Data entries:
▼
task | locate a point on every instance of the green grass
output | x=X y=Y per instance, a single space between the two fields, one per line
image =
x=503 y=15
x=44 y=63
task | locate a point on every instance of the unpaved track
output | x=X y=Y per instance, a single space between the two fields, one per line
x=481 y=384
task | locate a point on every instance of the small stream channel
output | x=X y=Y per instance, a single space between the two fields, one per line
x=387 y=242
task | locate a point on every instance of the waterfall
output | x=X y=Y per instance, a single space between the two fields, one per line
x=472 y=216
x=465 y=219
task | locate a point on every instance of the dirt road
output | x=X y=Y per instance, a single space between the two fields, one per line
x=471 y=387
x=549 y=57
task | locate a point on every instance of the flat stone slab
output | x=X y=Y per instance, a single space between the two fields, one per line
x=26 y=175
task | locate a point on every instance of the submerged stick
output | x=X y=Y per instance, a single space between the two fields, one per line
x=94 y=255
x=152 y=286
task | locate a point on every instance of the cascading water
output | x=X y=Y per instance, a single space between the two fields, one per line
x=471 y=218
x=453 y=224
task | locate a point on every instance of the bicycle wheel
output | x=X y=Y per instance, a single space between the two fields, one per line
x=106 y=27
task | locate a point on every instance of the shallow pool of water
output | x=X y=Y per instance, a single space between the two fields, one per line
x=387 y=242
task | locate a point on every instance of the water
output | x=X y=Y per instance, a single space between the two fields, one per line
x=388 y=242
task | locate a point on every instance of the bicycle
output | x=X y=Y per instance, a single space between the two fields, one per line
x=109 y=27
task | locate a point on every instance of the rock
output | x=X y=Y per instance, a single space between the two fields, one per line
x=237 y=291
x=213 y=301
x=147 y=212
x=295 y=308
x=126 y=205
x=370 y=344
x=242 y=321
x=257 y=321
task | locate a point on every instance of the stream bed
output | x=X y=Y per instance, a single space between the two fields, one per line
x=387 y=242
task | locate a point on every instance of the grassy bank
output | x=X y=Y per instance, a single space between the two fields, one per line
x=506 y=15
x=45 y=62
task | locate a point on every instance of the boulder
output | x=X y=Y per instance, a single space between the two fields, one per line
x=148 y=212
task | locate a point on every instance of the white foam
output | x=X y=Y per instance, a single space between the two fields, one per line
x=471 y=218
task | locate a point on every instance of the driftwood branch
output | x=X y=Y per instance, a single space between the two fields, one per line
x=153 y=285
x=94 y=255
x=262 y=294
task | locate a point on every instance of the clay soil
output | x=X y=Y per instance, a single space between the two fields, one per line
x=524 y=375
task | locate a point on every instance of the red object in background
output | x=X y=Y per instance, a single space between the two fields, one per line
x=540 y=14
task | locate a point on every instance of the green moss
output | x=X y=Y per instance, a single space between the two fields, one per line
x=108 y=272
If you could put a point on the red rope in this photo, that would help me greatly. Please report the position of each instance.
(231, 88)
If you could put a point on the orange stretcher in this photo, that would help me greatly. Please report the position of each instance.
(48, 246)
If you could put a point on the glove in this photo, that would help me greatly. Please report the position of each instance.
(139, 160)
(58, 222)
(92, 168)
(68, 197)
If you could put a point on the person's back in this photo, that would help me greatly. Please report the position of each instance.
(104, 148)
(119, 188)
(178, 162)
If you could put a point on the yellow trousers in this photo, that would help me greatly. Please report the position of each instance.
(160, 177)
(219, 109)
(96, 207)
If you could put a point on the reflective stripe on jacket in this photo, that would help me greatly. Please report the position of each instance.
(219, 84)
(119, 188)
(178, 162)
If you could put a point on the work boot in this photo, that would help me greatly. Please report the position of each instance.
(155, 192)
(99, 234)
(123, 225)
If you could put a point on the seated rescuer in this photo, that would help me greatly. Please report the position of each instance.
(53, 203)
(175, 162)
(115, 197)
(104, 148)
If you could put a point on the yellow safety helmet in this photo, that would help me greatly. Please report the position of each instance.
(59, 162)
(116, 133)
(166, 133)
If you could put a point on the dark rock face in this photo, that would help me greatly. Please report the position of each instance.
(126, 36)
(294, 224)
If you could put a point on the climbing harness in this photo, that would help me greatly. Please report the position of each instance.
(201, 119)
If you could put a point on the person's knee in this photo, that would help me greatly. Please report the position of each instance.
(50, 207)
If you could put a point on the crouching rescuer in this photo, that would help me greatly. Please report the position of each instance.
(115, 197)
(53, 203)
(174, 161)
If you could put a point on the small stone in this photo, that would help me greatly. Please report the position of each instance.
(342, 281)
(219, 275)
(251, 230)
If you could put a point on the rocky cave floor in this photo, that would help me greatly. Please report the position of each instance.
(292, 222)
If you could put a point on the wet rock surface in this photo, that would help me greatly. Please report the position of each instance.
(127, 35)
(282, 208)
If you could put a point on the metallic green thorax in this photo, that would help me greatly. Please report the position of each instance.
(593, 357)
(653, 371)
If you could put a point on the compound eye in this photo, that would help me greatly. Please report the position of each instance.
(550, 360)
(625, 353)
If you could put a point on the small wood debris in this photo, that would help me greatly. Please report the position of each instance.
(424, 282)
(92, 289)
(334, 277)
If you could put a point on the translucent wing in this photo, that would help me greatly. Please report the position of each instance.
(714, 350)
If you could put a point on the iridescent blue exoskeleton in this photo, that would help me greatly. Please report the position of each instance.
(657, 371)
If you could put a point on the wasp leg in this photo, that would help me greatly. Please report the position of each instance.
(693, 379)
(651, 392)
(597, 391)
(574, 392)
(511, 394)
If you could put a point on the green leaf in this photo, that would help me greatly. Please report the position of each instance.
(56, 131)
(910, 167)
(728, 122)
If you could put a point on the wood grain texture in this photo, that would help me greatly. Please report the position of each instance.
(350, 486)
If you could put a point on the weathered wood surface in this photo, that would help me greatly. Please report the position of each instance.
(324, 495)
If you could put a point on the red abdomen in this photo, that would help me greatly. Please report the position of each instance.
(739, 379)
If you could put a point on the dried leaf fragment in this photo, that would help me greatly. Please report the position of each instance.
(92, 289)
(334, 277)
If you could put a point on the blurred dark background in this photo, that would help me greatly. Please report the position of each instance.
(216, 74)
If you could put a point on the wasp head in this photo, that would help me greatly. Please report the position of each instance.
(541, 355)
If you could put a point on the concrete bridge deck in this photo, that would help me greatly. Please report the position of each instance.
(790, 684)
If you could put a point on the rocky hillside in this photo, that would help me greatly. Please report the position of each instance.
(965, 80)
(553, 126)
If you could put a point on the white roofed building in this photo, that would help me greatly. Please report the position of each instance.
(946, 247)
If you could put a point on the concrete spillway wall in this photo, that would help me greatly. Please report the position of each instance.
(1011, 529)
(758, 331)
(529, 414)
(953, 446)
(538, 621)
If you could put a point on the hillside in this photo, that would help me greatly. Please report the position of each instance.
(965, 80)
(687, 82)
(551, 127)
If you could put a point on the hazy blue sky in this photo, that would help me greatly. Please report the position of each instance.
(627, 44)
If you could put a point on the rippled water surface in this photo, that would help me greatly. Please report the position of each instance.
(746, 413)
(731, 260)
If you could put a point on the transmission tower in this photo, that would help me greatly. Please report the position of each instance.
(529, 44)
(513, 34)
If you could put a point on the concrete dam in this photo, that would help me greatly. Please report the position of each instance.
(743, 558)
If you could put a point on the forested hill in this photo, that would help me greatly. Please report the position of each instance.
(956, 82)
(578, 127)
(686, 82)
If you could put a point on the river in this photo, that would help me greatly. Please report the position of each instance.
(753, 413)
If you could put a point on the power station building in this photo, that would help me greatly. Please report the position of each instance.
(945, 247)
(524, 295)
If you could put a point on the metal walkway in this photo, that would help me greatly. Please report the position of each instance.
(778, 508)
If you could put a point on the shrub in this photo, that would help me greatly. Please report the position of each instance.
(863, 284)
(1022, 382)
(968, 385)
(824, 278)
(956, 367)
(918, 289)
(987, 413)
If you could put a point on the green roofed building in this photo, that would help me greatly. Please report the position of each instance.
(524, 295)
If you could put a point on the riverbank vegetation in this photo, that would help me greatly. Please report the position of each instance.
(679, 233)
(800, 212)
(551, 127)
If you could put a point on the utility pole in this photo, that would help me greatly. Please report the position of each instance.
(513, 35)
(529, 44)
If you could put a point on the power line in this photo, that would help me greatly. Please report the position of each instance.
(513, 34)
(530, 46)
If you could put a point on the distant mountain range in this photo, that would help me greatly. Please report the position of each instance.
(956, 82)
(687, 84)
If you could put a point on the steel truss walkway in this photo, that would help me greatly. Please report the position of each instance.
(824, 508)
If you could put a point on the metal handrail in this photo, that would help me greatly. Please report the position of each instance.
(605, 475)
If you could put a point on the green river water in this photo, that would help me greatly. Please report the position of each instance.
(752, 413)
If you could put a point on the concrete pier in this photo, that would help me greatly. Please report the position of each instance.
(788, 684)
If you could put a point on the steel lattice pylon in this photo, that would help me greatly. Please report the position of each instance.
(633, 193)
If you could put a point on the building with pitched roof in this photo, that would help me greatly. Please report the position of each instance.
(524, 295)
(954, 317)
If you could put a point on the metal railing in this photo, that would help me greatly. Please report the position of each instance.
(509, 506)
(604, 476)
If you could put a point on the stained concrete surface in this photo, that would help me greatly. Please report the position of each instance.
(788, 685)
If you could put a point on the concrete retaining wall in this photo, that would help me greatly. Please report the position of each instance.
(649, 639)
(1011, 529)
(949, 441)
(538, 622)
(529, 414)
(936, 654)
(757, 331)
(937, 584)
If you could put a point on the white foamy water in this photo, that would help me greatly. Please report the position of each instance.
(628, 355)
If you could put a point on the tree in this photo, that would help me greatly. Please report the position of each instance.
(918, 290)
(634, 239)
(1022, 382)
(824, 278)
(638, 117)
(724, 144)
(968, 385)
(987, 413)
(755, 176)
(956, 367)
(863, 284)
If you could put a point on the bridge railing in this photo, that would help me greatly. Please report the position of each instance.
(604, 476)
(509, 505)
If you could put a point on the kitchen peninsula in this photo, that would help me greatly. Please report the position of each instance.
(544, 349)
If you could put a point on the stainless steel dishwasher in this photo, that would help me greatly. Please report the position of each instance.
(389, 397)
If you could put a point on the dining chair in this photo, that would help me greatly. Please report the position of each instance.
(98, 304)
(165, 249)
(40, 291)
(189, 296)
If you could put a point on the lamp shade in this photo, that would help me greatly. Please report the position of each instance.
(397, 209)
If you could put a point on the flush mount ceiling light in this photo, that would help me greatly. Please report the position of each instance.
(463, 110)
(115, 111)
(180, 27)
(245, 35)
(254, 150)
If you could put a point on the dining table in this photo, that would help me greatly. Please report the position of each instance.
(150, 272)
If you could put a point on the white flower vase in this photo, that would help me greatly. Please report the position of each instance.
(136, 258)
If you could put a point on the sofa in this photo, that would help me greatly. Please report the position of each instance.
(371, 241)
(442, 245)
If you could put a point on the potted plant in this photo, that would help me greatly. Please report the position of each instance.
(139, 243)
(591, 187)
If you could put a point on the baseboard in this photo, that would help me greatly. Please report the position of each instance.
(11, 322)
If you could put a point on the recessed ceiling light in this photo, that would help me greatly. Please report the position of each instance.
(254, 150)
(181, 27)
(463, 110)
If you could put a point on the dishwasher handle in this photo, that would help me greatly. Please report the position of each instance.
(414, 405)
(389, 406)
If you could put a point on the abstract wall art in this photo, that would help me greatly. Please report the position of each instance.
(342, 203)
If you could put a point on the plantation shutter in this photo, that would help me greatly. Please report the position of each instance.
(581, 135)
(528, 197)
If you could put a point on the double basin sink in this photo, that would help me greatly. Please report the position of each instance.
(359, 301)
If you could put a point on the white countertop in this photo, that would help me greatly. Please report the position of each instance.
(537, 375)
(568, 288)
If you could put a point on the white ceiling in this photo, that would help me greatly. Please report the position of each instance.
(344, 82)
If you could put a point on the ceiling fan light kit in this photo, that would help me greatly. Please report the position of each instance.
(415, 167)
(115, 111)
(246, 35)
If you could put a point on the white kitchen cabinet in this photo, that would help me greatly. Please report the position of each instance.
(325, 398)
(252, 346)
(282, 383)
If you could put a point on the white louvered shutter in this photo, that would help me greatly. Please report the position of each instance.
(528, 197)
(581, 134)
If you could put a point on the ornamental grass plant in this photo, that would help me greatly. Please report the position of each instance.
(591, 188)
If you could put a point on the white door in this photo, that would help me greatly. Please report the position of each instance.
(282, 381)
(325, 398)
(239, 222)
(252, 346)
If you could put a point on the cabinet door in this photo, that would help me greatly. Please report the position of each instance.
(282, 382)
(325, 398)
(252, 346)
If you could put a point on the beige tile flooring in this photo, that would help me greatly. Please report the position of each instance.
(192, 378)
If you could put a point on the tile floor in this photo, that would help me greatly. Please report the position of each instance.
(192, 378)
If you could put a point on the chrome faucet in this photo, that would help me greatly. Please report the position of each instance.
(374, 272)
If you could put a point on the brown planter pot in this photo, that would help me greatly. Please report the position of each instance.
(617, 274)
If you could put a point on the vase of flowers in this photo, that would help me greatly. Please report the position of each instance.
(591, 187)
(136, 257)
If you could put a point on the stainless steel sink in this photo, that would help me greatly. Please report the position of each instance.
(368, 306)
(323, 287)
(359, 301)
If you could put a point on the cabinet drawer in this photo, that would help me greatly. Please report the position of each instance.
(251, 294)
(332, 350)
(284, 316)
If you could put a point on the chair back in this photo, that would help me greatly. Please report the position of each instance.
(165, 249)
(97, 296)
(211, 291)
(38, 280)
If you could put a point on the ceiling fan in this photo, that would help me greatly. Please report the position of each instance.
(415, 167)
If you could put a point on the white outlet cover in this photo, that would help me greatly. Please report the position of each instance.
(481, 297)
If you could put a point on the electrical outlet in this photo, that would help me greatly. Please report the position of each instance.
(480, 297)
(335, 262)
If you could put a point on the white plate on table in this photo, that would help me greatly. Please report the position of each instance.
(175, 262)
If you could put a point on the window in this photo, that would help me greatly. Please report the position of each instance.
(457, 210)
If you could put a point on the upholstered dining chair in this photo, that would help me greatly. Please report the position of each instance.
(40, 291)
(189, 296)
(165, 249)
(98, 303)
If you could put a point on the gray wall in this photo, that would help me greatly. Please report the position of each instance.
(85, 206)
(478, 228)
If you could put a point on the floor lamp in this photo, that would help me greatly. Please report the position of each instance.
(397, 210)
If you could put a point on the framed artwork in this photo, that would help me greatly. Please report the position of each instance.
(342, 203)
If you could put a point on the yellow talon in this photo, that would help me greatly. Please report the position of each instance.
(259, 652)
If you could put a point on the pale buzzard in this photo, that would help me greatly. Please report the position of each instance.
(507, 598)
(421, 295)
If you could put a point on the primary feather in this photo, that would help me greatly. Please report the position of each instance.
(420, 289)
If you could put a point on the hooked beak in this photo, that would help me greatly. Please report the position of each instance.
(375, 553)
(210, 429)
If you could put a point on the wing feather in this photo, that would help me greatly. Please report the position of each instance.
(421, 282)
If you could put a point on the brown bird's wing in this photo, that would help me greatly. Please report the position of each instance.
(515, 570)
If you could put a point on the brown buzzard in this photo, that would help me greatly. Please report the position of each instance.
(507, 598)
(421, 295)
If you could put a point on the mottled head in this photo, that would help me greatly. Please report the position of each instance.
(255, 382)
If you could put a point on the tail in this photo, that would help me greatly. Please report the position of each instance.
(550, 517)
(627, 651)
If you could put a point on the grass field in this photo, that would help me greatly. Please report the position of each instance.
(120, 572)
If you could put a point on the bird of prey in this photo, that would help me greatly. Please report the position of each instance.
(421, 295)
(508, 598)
▲
Exact repetition is required for the lines from the one that contains "If you could put a point on the hooked" through the final line; leave out everything else.

**WRITTEN REPLY**
If you could put a point on the hooked beak in this photo, that would help me greatly. Please report the position of each instance.
(375, 553)
(210, 429)
If you could put a point on the wing feather in this photo, that would help me greatly. Please report the position of each instance.
(421, 282)
If you could put a point on the brown bird's wing in this photo, that would help me greatly. Please report the position of each instance.
(515, 570)
If you could put a point on the brown buzzard in this photo, that would help me greatly. Please report the position of each instance.
(507, 598)
(421, 295)
If you could put a point on the mottled head in this photo, that would help me greatly. Please report the position of each instance.
(255, 382)
If you could put a point on the tail in this photo, that would help me greatly. Please report the position of each instance.
(550, 517)
(627, 651)
If you could put a point on the grass field in this photo, that would help me greatly. Please report the position of each instance.
(120, 572)
If you could put a point on the bird of prey in this photo, that would help me greatly. Please report the position of each instance.
(421, 295)
(508, 598)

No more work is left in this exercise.